• RECORDS FOR THIS TASK

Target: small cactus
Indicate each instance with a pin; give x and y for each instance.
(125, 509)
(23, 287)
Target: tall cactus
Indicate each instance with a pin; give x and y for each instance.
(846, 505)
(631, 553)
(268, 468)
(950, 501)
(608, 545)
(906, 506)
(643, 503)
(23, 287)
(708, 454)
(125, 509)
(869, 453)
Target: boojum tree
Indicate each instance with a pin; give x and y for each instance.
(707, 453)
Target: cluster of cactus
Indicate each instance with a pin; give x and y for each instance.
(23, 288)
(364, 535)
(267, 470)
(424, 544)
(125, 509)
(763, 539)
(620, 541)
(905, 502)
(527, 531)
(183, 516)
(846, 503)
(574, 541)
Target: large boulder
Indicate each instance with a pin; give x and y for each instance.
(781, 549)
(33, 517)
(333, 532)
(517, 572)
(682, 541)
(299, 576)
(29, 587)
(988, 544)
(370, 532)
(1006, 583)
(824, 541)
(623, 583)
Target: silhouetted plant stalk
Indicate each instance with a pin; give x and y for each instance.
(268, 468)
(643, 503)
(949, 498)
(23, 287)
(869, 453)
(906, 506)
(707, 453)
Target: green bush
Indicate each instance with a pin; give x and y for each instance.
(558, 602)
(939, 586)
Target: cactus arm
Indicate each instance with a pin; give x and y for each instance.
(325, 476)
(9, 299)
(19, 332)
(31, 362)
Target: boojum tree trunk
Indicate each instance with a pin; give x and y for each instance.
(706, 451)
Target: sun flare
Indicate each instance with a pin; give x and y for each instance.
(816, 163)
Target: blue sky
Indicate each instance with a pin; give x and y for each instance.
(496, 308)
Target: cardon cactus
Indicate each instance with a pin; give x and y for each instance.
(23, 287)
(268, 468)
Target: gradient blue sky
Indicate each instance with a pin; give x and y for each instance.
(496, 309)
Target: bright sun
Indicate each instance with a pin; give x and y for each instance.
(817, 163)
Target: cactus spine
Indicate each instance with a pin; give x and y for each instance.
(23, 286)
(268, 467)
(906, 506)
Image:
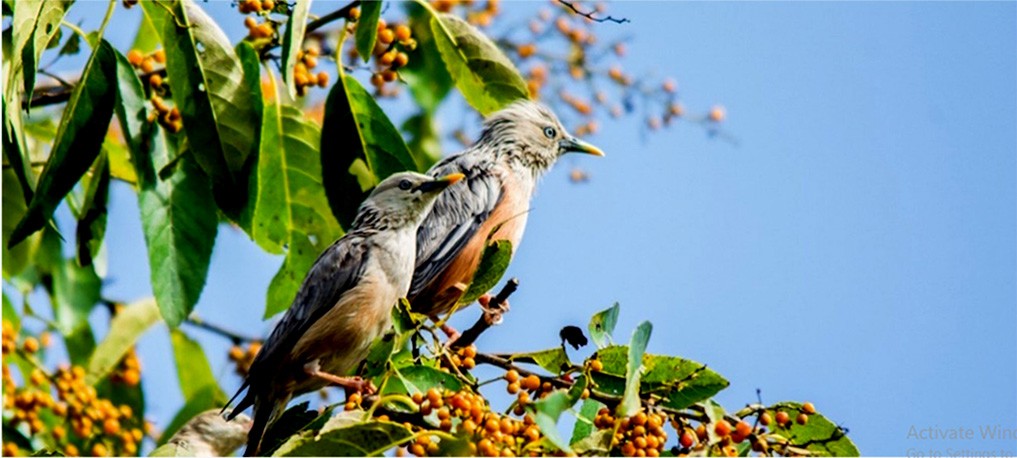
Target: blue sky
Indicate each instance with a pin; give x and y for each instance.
(856, 248)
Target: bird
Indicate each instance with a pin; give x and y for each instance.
(206, 435)
(517, 146)
(344, 302)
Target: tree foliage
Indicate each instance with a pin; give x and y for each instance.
(206, 132)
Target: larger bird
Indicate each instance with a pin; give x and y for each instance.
(344, 302)
(518, 145)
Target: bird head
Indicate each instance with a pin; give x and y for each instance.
(532, 135)
(403, 199)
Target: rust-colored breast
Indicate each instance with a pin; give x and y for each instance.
(510, 219)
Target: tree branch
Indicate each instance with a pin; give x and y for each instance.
(237, 339)
(589, 15)
(469, 336)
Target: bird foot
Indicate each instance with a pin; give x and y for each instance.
(453, 334)
(492, 316)
(351, 384)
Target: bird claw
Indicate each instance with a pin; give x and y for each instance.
(492, 316)
(351, 384)
(453, 334)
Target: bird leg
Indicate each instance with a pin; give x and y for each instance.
(354, 384)
(492, 316)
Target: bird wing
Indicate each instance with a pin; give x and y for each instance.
(336, 271)
(458, 214)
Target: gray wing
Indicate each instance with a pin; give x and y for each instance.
(336, 271)
(458, 214)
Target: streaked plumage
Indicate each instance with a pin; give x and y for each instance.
(344, 302)
(518, 146)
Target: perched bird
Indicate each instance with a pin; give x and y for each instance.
(344, 302)
(518, 145)
(206, 435)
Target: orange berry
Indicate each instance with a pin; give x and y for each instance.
(722, 427)
(401, 60)
(385, 37)
(686, 440)
(134, 57)
(402, 33)
(527, 50)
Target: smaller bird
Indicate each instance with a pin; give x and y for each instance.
(206, 435)
(344, 303)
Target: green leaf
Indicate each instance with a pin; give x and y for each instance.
(547, 411)
(602, 325)
(584, 423)
(553, 360)
(125, 329)
(679, 383)
(493, 265)
(75, 292)
(206, 77)
(35, 23)
(631, 400)
(290, 198)
(193, 371)
(367, 27)
(819, 435)
(356, 133)
(345, 436)
(14, 259)
(425, 144)
(482, 72)
(293, 40)
(197, 384)
(78, 141)
(419, 379)
(425, 74)
(92, 216)
(180, 224)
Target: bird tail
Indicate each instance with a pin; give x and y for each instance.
(265, 412)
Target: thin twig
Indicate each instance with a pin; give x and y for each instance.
(216, 329)
(469, 336)
(589, 15)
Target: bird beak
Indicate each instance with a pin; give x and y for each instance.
(440, 183)
(573, 145)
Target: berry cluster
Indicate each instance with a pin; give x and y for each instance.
(244, 357)
(489, 434)
(641, 435)
(390, 54)
(97, 425)
(302, 76)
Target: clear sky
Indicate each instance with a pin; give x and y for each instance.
(856, 248)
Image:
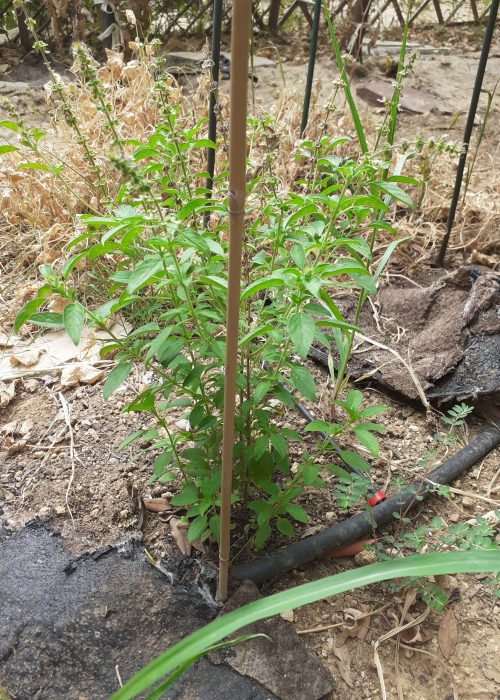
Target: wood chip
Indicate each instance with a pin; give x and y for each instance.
(156, 505)
(179, 533)
(344, 663)
(448, 634)
(26, 359)
(7, 393)
(72, 375)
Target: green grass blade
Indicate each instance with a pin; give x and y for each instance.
(158, 692)
(360, 132)
(198, 642)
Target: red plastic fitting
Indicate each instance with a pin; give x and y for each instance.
(377, 498)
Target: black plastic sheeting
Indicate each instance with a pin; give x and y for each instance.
(67, 626)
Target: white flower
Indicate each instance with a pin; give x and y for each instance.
(131, 17)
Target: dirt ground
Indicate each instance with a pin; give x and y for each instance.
(69, 471)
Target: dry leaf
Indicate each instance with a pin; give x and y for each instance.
(72, 375)
(5, 341)
(198, 545)
(492, 674)
(349, 550)
(156, 505)
(17, 427)
(26, 359)
(344, 663)
(179, 533)
(357, 624)
(448, 634)
(7, 393)
(364, 623)
(13, 447)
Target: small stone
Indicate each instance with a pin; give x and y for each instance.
(365, 557)
(31, 385)
(183, 424)
(469, 502)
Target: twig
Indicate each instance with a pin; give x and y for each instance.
(390, 634)
(470, 494)
(428, 653)
(117, 671)
(324, 628)
(67, 419)
(491, 484)
(409, 368)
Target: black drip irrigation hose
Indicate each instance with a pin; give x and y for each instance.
(362, 524)
(483, 60)
(374, 496)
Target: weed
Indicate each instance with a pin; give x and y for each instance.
(163, 275)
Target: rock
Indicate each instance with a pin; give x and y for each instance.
(31, 385)
(469, 503)
(272, 662)
(413, 101)
(8, 88)
(365, 557)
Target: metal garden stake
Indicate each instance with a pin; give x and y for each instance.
(483, 60)
(313, 46)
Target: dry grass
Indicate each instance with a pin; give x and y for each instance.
(40, 210)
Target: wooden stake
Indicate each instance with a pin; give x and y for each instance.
(240, 37)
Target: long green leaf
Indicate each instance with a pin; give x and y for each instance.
(418, 565)
(73, 318)
(396, 97)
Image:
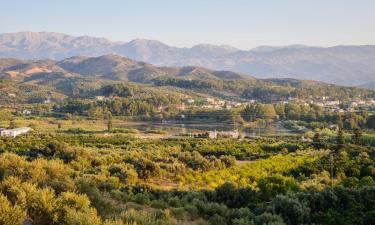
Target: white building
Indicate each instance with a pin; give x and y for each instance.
(14, 132)
(224, 134)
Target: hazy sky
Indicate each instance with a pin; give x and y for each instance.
(240, 23)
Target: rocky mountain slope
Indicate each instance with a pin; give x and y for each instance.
(343, 65)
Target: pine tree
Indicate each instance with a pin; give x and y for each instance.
(317, 142)
(340, 141)
(357, 136)
(109, 123)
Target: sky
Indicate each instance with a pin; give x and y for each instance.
(240, 23)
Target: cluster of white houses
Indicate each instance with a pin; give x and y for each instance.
(13, 132)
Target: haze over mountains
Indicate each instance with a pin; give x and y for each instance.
(343, 65)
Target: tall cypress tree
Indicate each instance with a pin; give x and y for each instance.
(340, 140)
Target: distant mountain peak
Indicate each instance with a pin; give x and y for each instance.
(344, 65)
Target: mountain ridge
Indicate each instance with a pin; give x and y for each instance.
(342, 65)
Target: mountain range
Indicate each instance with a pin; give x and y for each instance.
(342, 65)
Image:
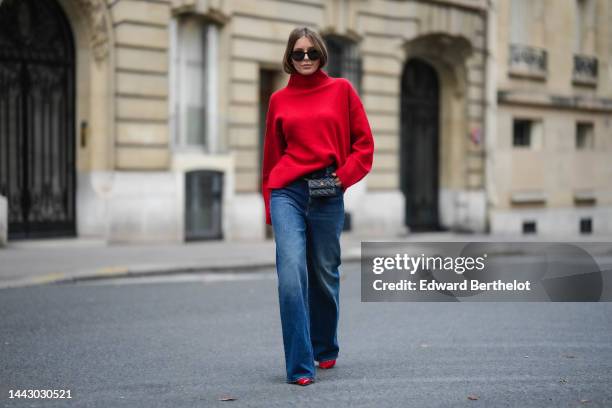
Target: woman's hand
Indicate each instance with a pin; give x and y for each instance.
(337, 180)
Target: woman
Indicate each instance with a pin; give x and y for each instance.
(315, 127)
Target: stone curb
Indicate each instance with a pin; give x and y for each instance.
(146, 270)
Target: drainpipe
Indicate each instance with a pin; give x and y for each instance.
(490, 139)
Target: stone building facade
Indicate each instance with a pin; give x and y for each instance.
(170, 97)
(549, 156)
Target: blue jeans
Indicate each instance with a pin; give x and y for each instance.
(307, 234)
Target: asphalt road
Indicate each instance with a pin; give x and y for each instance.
(189, 341)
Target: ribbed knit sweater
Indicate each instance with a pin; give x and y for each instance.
(311, 123)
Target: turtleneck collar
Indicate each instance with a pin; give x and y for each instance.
(297, 80)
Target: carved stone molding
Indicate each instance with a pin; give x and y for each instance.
(95, 10)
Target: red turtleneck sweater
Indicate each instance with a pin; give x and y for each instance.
(314, 121)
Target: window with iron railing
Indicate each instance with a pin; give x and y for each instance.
(192, 48)
(344, 60)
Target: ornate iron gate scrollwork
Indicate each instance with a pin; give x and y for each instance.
(37, 146)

• AIM
Render the listing above as a Markdown table with the columns "Row" and "Text," starting at the line that contains "Target: cluster of white houses" and continuing through the end of the listing. Omit blank lines and pictures.

• SOLUTION FOR THIS EXERCISE
| Row | Text |
|---|---|
| 1 | Target: cluster of white houses |
| 2 | Indicate each instance with a pin; give x and y for each instance. |
| 3 | (13, 132) |
| 4 | Target: haze over mountains |
| 5 | Indicate each instance with a pin; give x and y for each instance. |
| 6 | (343, 65) |
| 7 | Target: tall cypress tree |
| 8 | Indicate each instance with a pin; give x and y for each instance. |
| 9 | (340, 140) |
| 10 | Target: distant mountain peak |
| 11 | Indicate each instance with a pin; give x and y for each instance. |
| 12 | (344, 65) |
| 13 | Target: mountain ridge |
| 14 | Indicate each instance with a pin; give x and y for each instance. |
| 15 | (342, 65) |
| 16 | Target: mountain range |
| 17 | Indicate each instance with a pin; give x and y for each instance. |
| 18 | (342, 65) |
| 19 | Image: |
| 20 | Target: woman's hand |
| 21 | Indicate each instance with a pin; give x and y for each instance. |
| 22 | (337, 180) |
| 23 | Target: woman |
| 24 | Indicate each instance with a pin; give x and y for each instance. |
| 25 | (315, 127) |
| 26 | Target: stone curb |
| 27 | Indicate each instance with a pin; give x and y for each instance. |
| 28 | (146, 270) |
| 29 | Target: drainpipe |
| 30 | Indicate each instance with a pin; give x and y for each instance. |
| 31 | (490, 139) |
| 32 | Target: stone building facade |
| 33 | Indicate each instance with a pin; give x and y for each instance. |
| 34 | (170, 97) |
| 35 | (549, 156) |
| 36 | Target: blue jeans |
| 37 | Indicate each instance with a pin; give x and y for each instance. |
| 38 | (307, 234) |
| 39 | Target: asphalt road |
| 40 | Indicate each instance with a pin; give x and y for each instance. |
| 41 | (189, 341) |
| 42 | Target: ribbed knit sweater |
| 43 | Indicate each instance with a pin; give x and y for each instance. |
| 44 | (311, 123) |
| 45 | Target: turtleneck collar |
| 46 | Indicate each instance with a pin; give x and y for each instance. |
| 47 | (297, 80) |
| 48 | Target: carved stone molding |
| 49 | Indicate each instance with a pin; give x and y for each instance. |
| 50 | (95, 10) |
| 51 | Target: red turtleneck sweater |
| 52 | Indicate each instance with a pin; give x and y for each instance. |
| 53 | (314, 121) |
| 54 | Target: window with iron railing |
| 55 | Indicate each instance with a pin; give x and y for each instance. |
| 56 | (192, 48) |
| 57 | (344, 60) |
| 58 | Target: ornate iron gate scrollwork |
| 59 | Indicate each instance with a pin; give x and y for each instance. |
| 60 | (37, 146) |